┌─ GIVEN RECORDS

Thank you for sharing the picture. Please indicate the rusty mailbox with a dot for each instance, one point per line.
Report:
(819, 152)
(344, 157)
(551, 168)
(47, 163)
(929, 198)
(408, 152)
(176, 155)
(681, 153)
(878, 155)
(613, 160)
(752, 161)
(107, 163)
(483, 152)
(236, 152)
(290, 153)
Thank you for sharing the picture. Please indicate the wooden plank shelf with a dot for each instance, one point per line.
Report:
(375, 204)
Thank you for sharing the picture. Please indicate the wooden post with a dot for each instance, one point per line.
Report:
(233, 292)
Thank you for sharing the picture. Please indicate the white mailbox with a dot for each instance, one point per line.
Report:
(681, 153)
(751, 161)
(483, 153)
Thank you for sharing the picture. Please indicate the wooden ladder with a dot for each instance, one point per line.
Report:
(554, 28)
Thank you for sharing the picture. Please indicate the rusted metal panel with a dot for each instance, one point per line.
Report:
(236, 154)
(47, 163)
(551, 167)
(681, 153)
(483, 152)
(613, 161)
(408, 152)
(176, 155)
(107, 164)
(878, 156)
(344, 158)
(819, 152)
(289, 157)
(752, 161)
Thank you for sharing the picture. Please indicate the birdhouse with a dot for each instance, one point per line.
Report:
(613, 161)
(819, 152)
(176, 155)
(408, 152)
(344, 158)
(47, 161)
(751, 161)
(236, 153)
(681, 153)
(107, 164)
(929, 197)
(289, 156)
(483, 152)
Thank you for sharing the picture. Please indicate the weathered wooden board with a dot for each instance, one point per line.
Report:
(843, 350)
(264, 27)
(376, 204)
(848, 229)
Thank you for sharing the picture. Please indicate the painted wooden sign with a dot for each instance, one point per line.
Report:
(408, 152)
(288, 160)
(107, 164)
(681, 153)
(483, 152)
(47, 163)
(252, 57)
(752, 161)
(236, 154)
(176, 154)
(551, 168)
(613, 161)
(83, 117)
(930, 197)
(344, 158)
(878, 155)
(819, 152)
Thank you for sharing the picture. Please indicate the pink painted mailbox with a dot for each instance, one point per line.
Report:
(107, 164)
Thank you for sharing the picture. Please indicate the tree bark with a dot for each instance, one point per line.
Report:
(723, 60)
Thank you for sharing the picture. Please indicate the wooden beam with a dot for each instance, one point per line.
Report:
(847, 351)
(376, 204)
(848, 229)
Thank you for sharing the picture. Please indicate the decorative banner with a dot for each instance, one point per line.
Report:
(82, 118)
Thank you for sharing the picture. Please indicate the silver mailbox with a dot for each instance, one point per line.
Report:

└─

WHAT YOU NEED TO DO. The answer should consist of the lines from the one with "Thank you for sharing the picture. Please indicate the painted" through the last line of the entries, duplicated exactly and nothing more.

ANSWER TO THE EXERCISE.
Thank you for sharing the picture. Please indicate the painted wooden sign with a dot for each instance, one point per line.
Report:
(408, 152)
(288, 160)
(107, 164)
(681, 153)
(483, 152)
(47, 163)
(252, 57)
(752, 161)
(236, 154)
(176, 154)
(551, 168)
(613, 161)
(83, 117)
(930, 197)
(344, 158)
(878, 155)
(819, 152)
Thank you for sharing the picture. Please indicate the pink painted mailbox with a dot for each instance, one point per line.
Report:
(107, 164)
Thank you for sharing the picture. Please indicate the tree bark with a dot for each instance, one point per line.
Report:
(723, 60)
Thank you for sharing the picture. Please indicate the wooden beam with a dot for each instance, one point per line.
Report:
(847, 351)
(376, 204)
(848, 229)
Thank you for sharing the picture. Please indicate the decorative banner with a dot for each instance, one point per line.
Report:
(82, 118)
Thank you for sharing the picture. Please indicate the silver mailbox with a dot for each instance, one point per line.
Report:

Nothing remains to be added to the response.